• [Exercise instructions] The reply must contain all of the records, unchanged.

• [Data excerpts]
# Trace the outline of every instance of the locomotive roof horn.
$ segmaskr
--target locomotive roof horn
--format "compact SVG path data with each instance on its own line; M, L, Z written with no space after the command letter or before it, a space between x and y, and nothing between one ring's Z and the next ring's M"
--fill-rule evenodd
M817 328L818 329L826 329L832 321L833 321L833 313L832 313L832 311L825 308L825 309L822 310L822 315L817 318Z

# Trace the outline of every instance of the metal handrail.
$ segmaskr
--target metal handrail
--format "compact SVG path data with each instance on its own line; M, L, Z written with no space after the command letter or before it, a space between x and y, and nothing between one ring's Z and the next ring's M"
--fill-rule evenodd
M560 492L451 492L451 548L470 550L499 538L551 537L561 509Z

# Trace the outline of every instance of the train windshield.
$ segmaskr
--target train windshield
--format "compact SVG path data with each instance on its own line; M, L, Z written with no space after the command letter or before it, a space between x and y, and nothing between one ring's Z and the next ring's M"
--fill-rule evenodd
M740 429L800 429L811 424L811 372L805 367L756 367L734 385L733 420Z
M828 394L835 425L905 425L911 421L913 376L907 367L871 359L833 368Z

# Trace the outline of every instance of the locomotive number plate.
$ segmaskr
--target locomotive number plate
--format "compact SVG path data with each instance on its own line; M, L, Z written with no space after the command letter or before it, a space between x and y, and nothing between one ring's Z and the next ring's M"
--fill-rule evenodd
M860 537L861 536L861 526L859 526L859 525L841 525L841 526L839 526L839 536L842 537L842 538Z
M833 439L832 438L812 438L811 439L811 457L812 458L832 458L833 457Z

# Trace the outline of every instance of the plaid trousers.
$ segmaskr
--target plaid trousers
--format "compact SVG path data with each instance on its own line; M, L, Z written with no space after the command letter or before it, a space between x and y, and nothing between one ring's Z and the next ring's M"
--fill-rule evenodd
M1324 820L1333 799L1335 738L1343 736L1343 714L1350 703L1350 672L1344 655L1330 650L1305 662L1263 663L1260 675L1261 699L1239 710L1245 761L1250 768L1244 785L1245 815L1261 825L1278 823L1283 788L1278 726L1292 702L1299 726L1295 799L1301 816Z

• [Output of the task]
# Trace the outline of every instance of the locomotive roof horn.
$ segmaskr
--target locomotive roof horn
--format "compact SVG path data with each instance on its own line; M, L, Z written with no space after the command letter or before it, a space between x and y, and nothing between one ring's Z and the next ring's M"
--fill-rule evenodd
M817 328L818 329L826 329L832 321L833 321L833 313L832 313L832 311L825 308L825 309L822 310L822 315L817 318Z

# Trace the outline of every instance of the metal handrail.
$ segmaskr
--target metal handrail
--format "compact SVG path data with each instance on its own line; M, L, Z written with no space after the command letter or before it, a space between x and y, and nothing between one ring's Z and the next ring's M"
--fill-rule evenodd
M560 492L451 492L451 548L470 550L499 538L551 537L561 509Z

# Trace the outline of every instance of the train windshield.
$ segmaskr
--target train windshield
--format "compact SVG path data with each instance on its own line; M, L, Z written with no space after the command letter or before it, a space between x and y, and nothing between one ring's Z and the next ring's M"
--fill-rule evenodd
M740 429L800 429L811 424L811 372L805 367L756 367L734 385L733 420Z
M828 394L835 425L905 425L911 421L913 376L907 367L871 359L833 368Z

# Trace the outline of every instance of the locomotive number plate.
$ segmaskr
--target locomotive number plate
--format "compact SVG path data with each instance on its own line; M, L, Z written with no space after the command letter or before it, a space between x and y, and nothing between one ring's Z and the next ring's M"
--fill-rule evenodd
M860 537L861 536L861 526L859 526L859 525L841 525L841 526L839 526L839 536L842 537L842 538Z
M833 439L832 438L812 438L811 439L811 457L812 458L832 458L833 457Z

# Trace the outline of every instance of the plaid trousers.
$ segmaskr
--target plaid trousers
--format "compact SVG path data with each instance on its own line; M, L, Z written with no space after the command letter or before it, a space between x and y, and nothing between one ring's Z and the next ring's M"
--fill-rule evenodd
M1324 820L1333 799L1335 738L1343 736L1343 714L1350 703L1350 672L1344 655L1330 650L1305 662L1263 663L1260 675L1261 699L1239 710L1245 761L1250 768L1244 785L1245 815L1261 825L1278 823L1283 788L1278 726L1292 702L1299 726L1295 799L1301 816Z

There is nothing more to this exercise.